* How to complete this task *
Could you return all of the entries word for word, minus any pictures?

#####

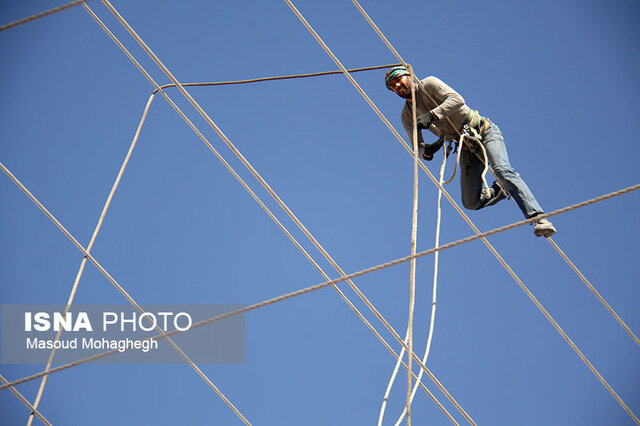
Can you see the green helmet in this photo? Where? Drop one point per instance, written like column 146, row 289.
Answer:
column 394, row 73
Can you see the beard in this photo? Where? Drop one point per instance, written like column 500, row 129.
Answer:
column 406, row 93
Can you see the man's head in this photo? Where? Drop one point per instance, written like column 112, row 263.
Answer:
column 398, row 80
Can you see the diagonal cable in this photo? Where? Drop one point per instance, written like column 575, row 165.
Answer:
column 118, row 287
column 24, row 400
column 42, row 14
column 594, row 291
column 300, row 292
column 89, row 247
column 520, row 283
column 264, row 184
column 555, row 246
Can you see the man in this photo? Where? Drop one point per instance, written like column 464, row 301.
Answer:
column 437, row 107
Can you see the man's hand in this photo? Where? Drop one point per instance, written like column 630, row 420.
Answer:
column 424, row 121
column 427, row 150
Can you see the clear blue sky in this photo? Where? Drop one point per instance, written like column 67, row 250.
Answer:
column 559, row 78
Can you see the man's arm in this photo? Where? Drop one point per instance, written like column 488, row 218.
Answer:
column 407, row 123
column 449, row 100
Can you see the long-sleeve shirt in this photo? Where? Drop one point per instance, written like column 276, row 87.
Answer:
column 448, row 103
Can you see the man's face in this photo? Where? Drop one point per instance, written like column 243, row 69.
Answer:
column 401, row 86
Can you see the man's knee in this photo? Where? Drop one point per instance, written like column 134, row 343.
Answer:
column 504, row 171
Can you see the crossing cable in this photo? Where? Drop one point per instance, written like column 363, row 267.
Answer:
column 555, row 246
column 507, row 267
column 89, row 247
column 42, row 14
column 280, row 77
column 118, row 287
column 296, row 293
column 593, row 290
column 261, row 180
column 24, row 400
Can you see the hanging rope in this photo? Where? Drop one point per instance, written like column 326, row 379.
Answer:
column 414, row 237
column 436, row 258
column 500, row 259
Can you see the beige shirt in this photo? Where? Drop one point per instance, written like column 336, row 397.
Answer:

#####

* Written reply *
Can you see the green helmet in this photo? Where? Drop one point per instance, written like column 146, row 289.
Answer:
column 394, row 73
Can you see the beard in this photo? Where? Drop one point per instance, written like column 500, row 129.
Answer:
column 406, row 93
Can you see the man's head in this photo? Where? Drop one point per instance, written like column 112, row 263.
Answer:
column 398, row 80
Can you see the diagonal cable in this photo? Where? Drop one point per instance, written like column 575, row 165.
Answer:
column 118, row 287
column 24, row 400
column 42, row 14
column 594, row 291
column 300, row 292
column 89, row 247
column 520, row 283
column 264, row 184
column 555, row 246
Can you see the man in this photo? Where? Drop one point per instance, written like column 464, row 301.
Answer:
column 437, row 107
Can you see the man's hand in this photo? Where? Drop one point per instance, written like column 630, row 420.
Answer:
column 424, row 121
column 427, row 150
Can you see the clear blue sky in this photo? Where? Drop one point per instance, written like column 67, row 250.
Answer:
column 559, row 78
Can you see the man's arm in this photo? Where? Drop one point per instance, written like column 488, row 218.
Answer:
column 407, row 123
column 449, row 100
Can you see the long-sleeve shirt in this photo? Where? Drop one point per instance, written like column 276, row 87.
Answer:
column 448, row 103
Can you see the man's face in this photo? Where? Drop one point per instance, written like column 243, row 69.
Answer:
column 401, row 86
Can you see the man's knee in this photo? Where? Drop one point per instance, written like column 134, row 343.
Answer:
column 504, row 171
Can you see the crossing cable in this photo? Where? Drop one point per instance, written like column 363, row 267.
Answer:
column 555, row 246
column 507, row 267
column 89, row 247
column 42, row 14
column 280, row 77
column 118, row 287
column 296, row 293
column 593, row 290
column 261, row 180
column 24, row 400
Can you see the hanging rope in this photo? Where? Drop one point per instance, written like column 326, row 379.
Answer:
column 414, row 237
column 436, row 258
column 500, row 259
Can you see the beige shirt in this photo? Where? Drop one point per instance, written like column 336, row 397.
Answer:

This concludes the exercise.